# TASK STATEMENT
Starting at the line that contains "TARGET = door handle" and ending with the last of the entries, rename "door handle" to "car door handle" throughout and repeat those lines with nothing else changed.

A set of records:
__________________________________________________

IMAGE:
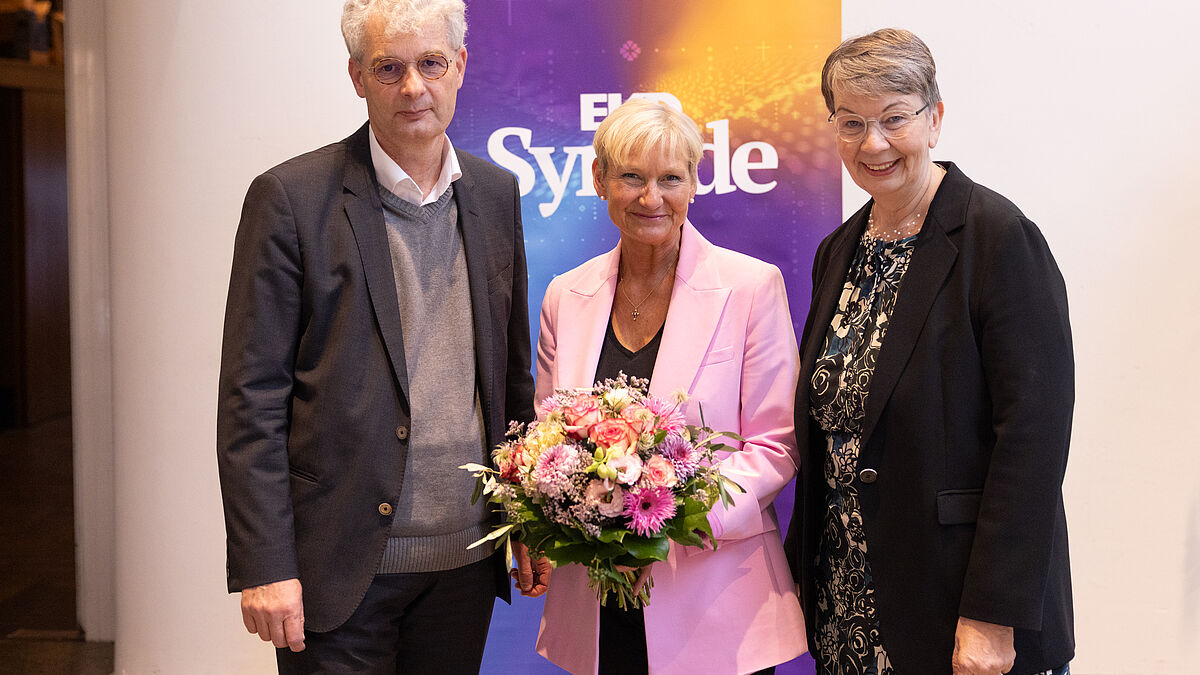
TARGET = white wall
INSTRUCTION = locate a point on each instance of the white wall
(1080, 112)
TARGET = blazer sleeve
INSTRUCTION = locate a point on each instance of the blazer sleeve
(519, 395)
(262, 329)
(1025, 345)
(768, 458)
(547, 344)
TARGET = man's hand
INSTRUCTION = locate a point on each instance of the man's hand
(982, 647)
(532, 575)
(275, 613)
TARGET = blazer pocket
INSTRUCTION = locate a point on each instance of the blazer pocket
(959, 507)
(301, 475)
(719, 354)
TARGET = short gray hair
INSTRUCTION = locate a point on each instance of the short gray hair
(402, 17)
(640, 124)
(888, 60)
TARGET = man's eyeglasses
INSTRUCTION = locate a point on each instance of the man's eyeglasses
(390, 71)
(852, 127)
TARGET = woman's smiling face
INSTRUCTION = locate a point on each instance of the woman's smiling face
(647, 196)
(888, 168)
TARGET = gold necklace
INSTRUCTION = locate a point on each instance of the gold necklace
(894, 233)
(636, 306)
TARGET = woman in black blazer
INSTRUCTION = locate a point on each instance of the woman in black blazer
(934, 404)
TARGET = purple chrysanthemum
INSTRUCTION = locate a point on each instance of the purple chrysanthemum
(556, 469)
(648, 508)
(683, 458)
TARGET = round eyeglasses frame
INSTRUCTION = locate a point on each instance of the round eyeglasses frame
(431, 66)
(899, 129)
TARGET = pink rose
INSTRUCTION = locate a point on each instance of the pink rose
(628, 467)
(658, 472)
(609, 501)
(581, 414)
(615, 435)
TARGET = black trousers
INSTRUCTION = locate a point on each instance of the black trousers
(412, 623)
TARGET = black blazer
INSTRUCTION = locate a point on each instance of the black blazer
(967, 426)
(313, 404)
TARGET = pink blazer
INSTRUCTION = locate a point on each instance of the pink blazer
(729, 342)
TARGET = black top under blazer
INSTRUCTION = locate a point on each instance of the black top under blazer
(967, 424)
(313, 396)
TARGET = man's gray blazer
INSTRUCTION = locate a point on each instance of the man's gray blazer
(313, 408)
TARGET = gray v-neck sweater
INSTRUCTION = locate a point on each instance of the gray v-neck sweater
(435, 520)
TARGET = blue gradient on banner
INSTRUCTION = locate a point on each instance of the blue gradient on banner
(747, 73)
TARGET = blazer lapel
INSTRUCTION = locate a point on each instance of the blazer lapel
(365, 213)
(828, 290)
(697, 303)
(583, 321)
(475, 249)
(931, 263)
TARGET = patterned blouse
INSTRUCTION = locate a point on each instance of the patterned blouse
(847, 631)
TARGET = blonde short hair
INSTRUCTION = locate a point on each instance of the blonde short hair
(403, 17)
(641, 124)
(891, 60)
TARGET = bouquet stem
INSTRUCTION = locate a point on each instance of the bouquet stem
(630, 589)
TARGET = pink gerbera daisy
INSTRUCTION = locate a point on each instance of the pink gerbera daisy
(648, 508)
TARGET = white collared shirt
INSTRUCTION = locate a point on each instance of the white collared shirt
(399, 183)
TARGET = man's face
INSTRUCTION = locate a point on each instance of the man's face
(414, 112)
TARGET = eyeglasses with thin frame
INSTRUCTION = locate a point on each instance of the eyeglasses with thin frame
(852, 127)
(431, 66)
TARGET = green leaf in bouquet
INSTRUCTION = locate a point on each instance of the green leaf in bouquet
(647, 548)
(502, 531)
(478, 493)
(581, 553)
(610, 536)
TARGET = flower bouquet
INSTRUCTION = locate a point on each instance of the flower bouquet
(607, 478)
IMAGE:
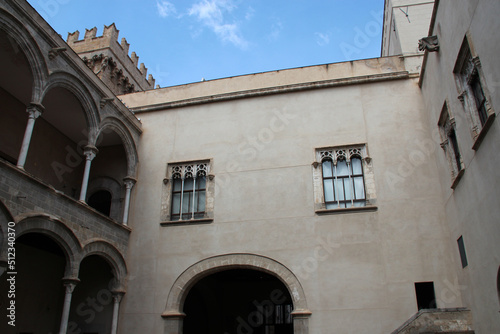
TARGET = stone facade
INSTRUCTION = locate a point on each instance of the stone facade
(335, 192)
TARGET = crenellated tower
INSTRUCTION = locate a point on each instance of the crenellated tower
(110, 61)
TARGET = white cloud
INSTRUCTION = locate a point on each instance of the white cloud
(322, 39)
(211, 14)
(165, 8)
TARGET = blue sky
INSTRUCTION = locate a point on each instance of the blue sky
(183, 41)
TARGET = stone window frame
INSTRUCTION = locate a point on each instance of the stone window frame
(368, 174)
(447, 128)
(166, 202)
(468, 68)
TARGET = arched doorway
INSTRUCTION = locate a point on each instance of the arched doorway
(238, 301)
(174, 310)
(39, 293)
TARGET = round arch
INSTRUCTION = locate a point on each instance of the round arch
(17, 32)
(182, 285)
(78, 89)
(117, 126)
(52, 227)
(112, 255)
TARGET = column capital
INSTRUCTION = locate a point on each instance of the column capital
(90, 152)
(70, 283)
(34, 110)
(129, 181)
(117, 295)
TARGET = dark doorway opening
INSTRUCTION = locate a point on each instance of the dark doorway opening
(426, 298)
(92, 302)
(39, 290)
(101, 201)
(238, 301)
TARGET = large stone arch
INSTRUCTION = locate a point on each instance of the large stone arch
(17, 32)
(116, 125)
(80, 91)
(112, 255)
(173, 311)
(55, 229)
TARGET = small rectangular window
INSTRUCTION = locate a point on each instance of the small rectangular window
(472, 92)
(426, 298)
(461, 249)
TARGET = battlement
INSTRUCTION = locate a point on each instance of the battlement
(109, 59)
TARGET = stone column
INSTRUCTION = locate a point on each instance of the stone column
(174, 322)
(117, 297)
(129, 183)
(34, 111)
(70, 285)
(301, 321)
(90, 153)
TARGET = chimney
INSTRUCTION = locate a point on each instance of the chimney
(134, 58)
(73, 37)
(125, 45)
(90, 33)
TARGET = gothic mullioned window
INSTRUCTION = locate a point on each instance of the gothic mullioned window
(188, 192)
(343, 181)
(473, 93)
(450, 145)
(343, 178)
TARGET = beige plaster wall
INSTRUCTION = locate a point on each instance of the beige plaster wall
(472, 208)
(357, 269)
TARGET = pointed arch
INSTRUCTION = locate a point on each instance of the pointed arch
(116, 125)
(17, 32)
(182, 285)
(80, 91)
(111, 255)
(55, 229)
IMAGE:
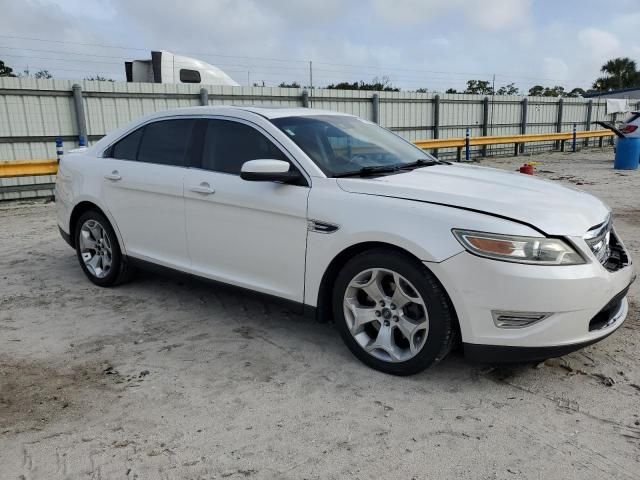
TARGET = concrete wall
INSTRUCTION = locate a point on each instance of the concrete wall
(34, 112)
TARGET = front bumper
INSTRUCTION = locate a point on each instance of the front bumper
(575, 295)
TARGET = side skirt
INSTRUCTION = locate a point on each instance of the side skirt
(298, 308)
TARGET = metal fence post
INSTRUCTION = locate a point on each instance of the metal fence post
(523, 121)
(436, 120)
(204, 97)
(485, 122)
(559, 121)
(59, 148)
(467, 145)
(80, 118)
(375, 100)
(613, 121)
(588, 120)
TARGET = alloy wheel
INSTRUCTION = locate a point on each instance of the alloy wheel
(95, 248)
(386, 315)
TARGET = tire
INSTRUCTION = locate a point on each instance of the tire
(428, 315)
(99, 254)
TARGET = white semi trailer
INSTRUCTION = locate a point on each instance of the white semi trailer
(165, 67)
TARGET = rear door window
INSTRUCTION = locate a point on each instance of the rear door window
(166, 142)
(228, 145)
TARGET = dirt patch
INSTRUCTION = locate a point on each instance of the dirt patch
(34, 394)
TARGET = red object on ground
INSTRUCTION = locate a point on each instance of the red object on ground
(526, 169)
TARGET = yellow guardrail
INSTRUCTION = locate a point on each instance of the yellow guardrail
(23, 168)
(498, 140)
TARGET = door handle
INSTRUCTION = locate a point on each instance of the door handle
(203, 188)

__________________________________________________

# FINAL RESULT
TARGET = car door handle
INSTRUCTION = locate a point on each instance of the car door handle
(203, 188)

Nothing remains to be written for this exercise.